Dataset ▸

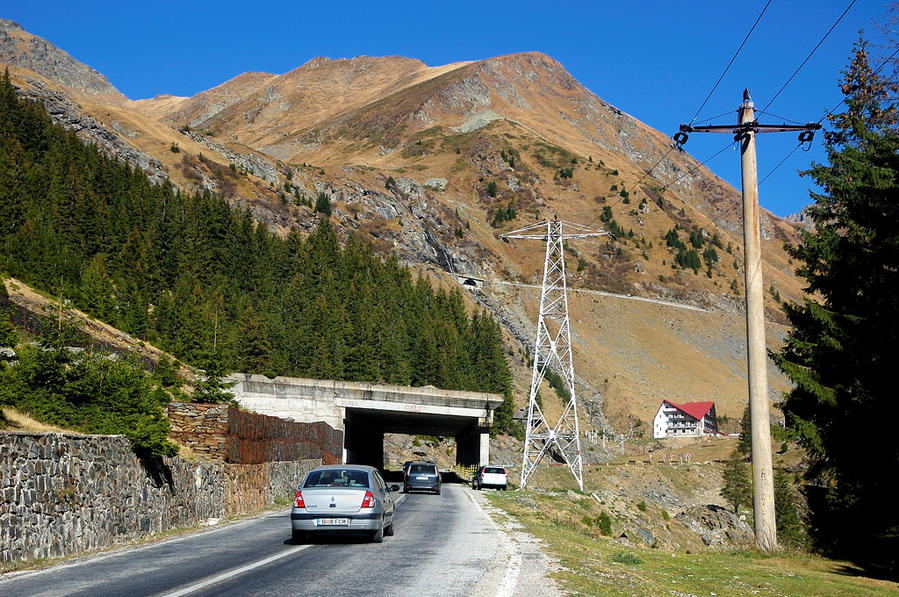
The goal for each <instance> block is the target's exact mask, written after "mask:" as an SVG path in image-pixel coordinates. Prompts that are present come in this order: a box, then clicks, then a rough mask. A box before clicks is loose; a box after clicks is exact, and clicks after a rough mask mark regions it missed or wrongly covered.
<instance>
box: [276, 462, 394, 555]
mask: <svg viewBox="0 0 899 597" xmlns="http://www.w3.org/2000/svg"><path fill="white" fill-rule="evenodd" d="M397 490H399V487H398V486H396V485H394V486H392V487H389V488H388V487H387V484H386V483H385V482H384V479H383V477H381V473H379V472H378V469H376V468H374V467H371V466H363V465H361V464H332V465H328V466H320V467H318V468H316V469H314V470H313V471H311V472H310V473H309V474H307V475H306V478H305V479H303V483H302V484H301V485H300V488H299V489H298V490H297V495H296V497H295V498H294V502H293V508H292V509H291V510H290V526H291V529H292V531H293V533H292V535H293V541H294V543H300V542H302V541H303V540H304V539H305V537H306V536H308V535H311V534H313V533H359V534H366V535H369V536H371V539H372V541H374V542H375V543H380V542H381V541H383V540H384V536H385V535H387V536H390V535H393V529H394V514H395V512H396V504H395V500H394V495H393V494H394V492H395V491H397Z"/></svg>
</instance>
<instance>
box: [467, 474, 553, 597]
mask: <svg viewBox="0 0 899 597" xmlns="http://www.w3.org/2000/svg"><path fill="white" fill-rule="evenodd" d="M464 491H465V495H466V497H467V498H468V499H470V500H471V501H472V503H474V504H475V505H476V506H477V507H478V508H479V509H480V511H481V513H482V514H483V516H484V519H485V521H486V522H487V523H488V524H490V525H491V526H492V527H493V528H494V529H495V530H496V532H497V534H498V535H499V537H500V540H499V546H498V548H497V550H496V552H495V553H494V556H493V559H492V560H491V562H490V564H489V565H488V567H487V571H486V572H485V573H484V575H483V576H481V578H480V579H479V580H478V582H477V584H476V585H475V590H474V592H473V593H472V595H473V596H475V597H558V596H561V595H564V593H563V592H562V590H561V589H560V588H559V585H558V583H556V581H555V580H554V579H552V578H550V576H549V575H550V574H552V573H553V572H555V571H557V570H559V569H560V567H559V564H558V562H556V561H555V560H552V559H551V558H550V557H549V556H547V555H546V554H545V553H544V552H543V545H542V543H541V542H540V541H539V540H538V539H536V538H535V537H533V536H531V535H529V534H527V533H525V532H524V531H523V530H522V527H521V525H520V524H518V523H517V522H516V521H515V520H513V519H511V518H509V517H508V516H507V515H506V514H505V513H504V512H503V511H502V510H500V509H498V508H495V507H494V506H492V505H491V504H490V502H489V501H488V500H487V497H486V496H485V494H484V491H475V490H473V489H471V488H465V489H464ZM485 491H492V490H485Z"/></svg>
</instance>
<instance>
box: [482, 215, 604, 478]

Work request ▸
Write out all the records again, swapping every "instance" for "object" and changing nothing else. Leave the pictures out.

Reply ▸
The goal for each <object> block is the target's exact mask, written after "mask:" as an SVG path in image-pixel coordinates. Prompts that are present come in this order: a box, then clicks, then a rough mask. A box before clicks is loose; a box after clicks is exact, and clicks after a rough mask mark regions it missed or wrongly covered.
<object>
box: [276, 462, 394, 555]
mask: <svg viewBox="0 0 899 597" xmlns="http://www.w3.org/2000/svg"><path fill="white" fill-rule="evenodd" d="M397 490H399V487H398V486H396V485H394V486H392V487H389V488H388V487H387V484H386V483H385V482H384V479H383V477H381V473H379V472H378V469H376V468H374V467H371V466H363V465H361V464H332V465H328V466H320V467H318V468H316V469H314V470H313V471H311V472H310V473H309V474H307V475H306V478H305V479H303V483H302V484H301V485H300V488H299V489H298V490H297V495H296V497H295V498H294V502H293V508H292V509H291V510H290V526H291V529H292V531H293V533H292V535H293V541H294V543H300V542H302V541H303V540H304V539H305V537H306V536H308V535H311V534H313V533H359V534H366V535H369V536H371V539H372V541H374V542H375V543H380V542H381V541H383V540H384V536H385V535H387V536H390V535H393V529H394V514H395V512H396V504H395V500H394V495H393V494H394V492H395V491H397Z"/></svg>
</object>
<object>
box: [467, 474, 553, 597]
mask: <svg viewBox="0 0 899 597" xmlns="http://www.w3.org/2000/svg"><path fill="white" fill-rule="evenodd" d="M464 491H465V495H466V497H467V498H468V499H470V500H471V501H472V503H474V504H475V505H476V506H477V507H478V508H479V509H480V511H481V513H482V514H483V516H484V519H485V521H486V522H487V523H488V524H490V525H491V526H492V527H493V528H494V529H495V530H496V532H497V534H498V535H499V537H500V540H499V546H498V548H497V550H496V552H495V553H494V556H493V559H492V560H491V562H490V564H489V565H488V567H487V571H486V572H485V573H484V575H483V576H481V578H480V579H479V580H478V582H477V584H476V585H475V590H474V592H473V593H472V595H473V596H475V597H558V596H561V595H564V593H563V592H562V590H561V589H560V588H559V585H558V583H556V581H555V580H554V579H552V578H550V576H549V575H550V574H552V573H553V572H555V571H557V570H559V569H560V567H559V564H558V562H556V561H555V560H552V559H551V558H550V557H549V556H547V555H546V554H545V553H544V552H543V545H542V543H541V542H540V541H539V540H538V539H536V538H535V537H533V536H531V535H529V534H527V533H525V532H524V531H523V530H522V527H521V525H520V524H518V523H517V522H516V521H515V520H513V519H511V518H509V517H508V516H507V515H506V514H505V513H504V512H503V511H502V510H500V509H498V508H495V507H494V506H492V505H491V504H490V502H489V501H488V500H487V497H486V496H485V494H484V491H475V490H473V489H471V488H465V489H464ZM485 491H492V490H485Z"/></svg>
</object>
<object>
box: [482, 215, 604, 478]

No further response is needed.